Text section

EWTN Files Suit to Block Contraception Mandate

The worldwide Catholic network asks the court to stop federal rule that requires it to pay for ‘immoral services.’

Michael Warsaw, president and CEO of EWTN
Michael Warsaw, president and CEO of EWTN (photo: EWTN photo)

IRONDALE, Ala. — Eternal Word Television Network filed a lawsuit today in U.S. District Court in Birmingham, Ala., seeking to halt the federal government’s imposition of its contraception mandate and to have the court declare the federal rule unconstitutional.

The lawsuit names Kathleen Sebelius, the secretary of the U.S. Department of Health and Human Services, and other federal agencies, as defendants.

The network released a statement today regarding the action.

[Collection entries]
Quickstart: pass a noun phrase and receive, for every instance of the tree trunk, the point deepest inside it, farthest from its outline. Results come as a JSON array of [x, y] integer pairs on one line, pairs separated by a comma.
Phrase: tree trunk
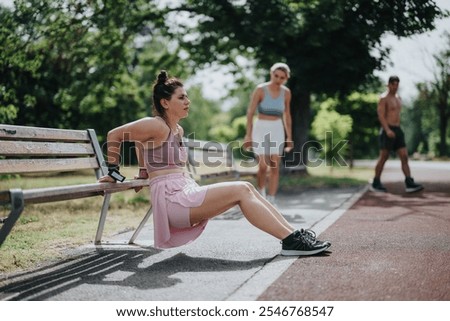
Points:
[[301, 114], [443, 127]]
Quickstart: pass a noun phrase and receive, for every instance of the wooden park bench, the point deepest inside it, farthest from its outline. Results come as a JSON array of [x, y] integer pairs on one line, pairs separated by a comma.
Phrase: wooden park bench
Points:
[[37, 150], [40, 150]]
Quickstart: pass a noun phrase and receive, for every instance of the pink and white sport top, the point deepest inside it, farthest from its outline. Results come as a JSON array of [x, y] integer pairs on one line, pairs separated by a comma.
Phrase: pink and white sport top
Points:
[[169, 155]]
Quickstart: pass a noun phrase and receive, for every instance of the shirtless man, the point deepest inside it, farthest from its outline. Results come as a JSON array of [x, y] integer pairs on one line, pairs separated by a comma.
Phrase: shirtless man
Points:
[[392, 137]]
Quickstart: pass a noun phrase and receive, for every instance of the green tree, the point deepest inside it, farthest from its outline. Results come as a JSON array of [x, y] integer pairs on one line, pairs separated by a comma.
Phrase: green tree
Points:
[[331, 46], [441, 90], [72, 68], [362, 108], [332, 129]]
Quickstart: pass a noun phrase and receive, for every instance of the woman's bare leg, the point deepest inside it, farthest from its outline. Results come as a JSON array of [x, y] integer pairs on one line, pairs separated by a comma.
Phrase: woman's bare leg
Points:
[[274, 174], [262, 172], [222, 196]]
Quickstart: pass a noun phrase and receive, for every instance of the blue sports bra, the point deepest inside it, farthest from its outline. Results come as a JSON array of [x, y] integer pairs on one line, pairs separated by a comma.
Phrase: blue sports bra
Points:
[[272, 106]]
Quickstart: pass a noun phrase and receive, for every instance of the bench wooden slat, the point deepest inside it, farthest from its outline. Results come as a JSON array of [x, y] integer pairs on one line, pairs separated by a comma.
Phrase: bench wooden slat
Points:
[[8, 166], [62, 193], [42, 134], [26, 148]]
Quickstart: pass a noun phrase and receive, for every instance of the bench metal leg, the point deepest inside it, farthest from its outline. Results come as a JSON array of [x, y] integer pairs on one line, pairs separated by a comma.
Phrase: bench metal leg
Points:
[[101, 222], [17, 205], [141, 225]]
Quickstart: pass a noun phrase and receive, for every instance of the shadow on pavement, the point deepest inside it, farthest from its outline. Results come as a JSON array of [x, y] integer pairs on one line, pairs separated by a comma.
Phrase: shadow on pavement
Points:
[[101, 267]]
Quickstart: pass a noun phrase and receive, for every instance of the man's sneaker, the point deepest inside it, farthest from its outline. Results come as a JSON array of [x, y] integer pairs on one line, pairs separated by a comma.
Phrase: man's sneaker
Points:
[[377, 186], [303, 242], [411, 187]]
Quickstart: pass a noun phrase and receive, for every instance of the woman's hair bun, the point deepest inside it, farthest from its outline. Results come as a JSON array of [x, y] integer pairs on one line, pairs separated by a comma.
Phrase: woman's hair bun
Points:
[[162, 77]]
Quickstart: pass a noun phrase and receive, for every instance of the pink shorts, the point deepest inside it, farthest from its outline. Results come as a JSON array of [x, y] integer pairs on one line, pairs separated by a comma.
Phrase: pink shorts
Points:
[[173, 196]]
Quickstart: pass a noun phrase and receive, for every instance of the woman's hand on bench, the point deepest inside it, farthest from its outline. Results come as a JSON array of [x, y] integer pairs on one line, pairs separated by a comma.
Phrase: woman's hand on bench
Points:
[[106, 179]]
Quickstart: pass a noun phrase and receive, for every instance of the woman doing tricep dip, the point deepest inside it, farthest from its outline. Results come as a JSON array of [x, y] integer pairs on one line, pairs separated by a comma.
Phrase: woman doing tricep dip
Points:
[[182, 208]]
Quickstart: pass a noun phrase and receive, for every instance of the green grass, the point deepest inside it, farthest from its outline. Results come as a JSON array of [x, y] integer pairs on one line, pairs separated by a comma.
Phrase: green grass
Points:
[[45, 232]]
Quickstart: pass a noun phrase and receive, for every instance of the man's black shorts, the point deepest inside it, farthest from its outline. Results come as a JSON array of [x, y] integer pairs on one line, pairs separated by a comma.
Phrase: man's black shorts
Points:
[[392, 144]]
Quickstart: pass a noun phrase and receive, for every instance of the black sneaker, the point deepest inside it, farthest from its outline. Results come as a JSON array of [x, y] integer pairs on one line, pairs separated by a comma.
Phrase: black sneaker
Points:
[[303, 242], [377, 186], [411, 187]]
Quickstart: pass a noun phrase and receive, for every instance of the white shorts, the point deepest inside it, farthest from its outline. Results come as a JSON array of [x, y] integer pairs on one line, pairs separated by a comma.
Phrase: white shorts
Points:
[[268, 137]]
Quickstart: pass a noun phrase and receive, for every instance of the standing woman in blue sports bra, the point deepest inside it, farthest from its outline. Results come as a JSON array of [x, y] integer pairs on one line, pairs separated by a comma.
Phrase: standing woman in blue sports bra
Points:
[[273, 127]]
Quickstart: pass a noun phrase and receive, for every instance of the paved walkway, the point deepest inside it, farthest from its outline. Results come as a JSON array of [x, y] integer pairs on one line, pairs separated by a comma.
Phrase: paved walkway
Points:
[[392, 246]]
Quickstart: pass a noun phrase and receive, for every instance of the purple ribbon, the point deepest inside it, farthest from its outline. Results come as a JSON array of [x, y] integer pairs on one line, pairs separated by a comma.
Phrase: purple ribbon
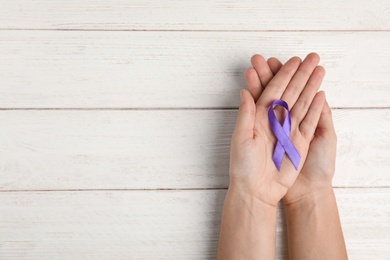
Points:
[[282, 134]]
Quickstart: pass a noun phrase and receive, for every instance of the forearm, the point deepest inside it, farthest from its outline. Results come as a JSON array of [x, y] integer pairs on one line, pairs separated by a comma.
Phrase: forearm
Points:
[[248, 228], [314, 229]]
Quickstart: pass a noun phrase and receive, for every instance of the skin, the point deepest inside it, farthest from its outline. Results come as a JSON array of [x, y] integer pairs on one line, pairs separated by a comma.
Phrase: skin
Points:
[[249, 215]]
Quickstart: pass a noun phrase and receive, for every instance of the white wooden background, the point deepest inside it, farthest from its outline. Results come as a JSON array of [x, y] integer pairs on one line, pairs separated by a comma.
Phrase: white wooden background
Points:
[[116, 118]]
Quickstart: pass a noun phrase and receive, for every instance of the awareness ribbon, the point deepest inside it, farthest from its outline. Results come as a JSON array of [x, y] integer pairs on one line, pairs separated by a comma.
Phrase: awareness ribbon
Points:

Task 1
Condense the paragraph in the article on EWTN's lawsuit that begins "IRONDALE, Ala. — Eternal Word Television Network filed" into a short list that keeps its main facts.
Task 2
According to the article on EWTN's lawsuit, why is the network asking the court to stop the federal rule? Answer in one to three sentences.
Task 3
In the article on EWTN's lawsuit, write out the stretch from "The lawsuit names" through "regarding the action.".

Expected answer 1
- Eternal Word Television Network filed a lawsuit today.
- It filed in U.S. District Court in Birmingham, Ala.
- It seeks to halt the federal government's imposition of its contraception mandate.
- It asks the court to declare the federal rule unconstitutional.

Expected answer 2
The network asks the court to stop the federal rule because the rule requires it to pay for what it calls "immoral services."

Expected answer 3
The lawsuit names Kathleen Sebelius, the secretary of the U.S. Department of Health and Human Services, and other federal agencies, as defendants.

The network released a statement today regarding the action.